-- Exercise --
Give back all of the data exactly as it stands, with the pictures removed.

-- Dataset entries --
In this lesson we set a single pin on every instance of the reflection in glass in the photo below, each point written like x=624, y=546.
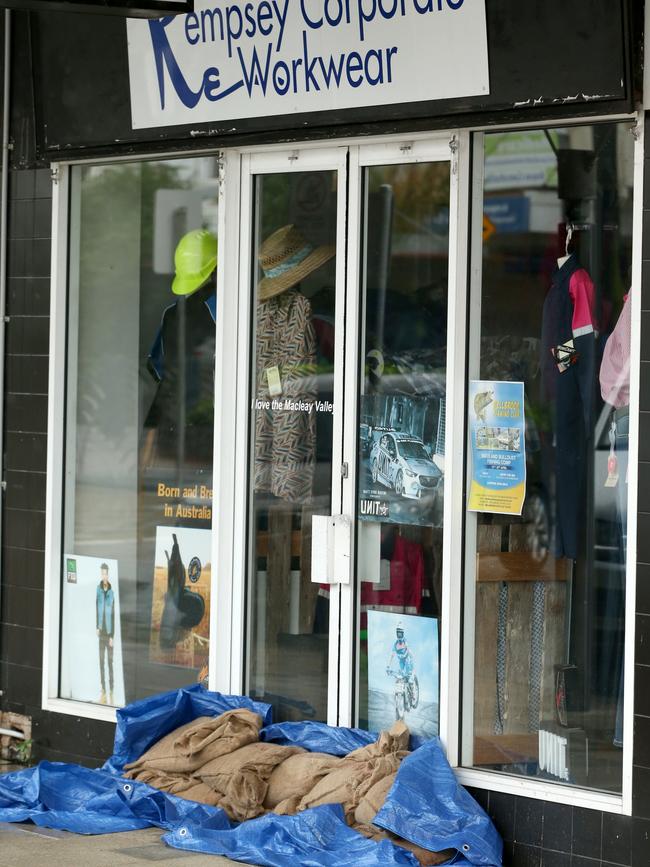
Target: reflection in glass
x=549, y=586
x=402, y=443
x=139, y=428
x=291, y=449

-- Exercise solution --
In this lesson we set a single pin on every instance of the reflection in glass in the photo below, each point written like x=624, y=546.
Target: reflection in glass
x=549, y=586
x=402, y=443
x=139, y=428
x=291, y=449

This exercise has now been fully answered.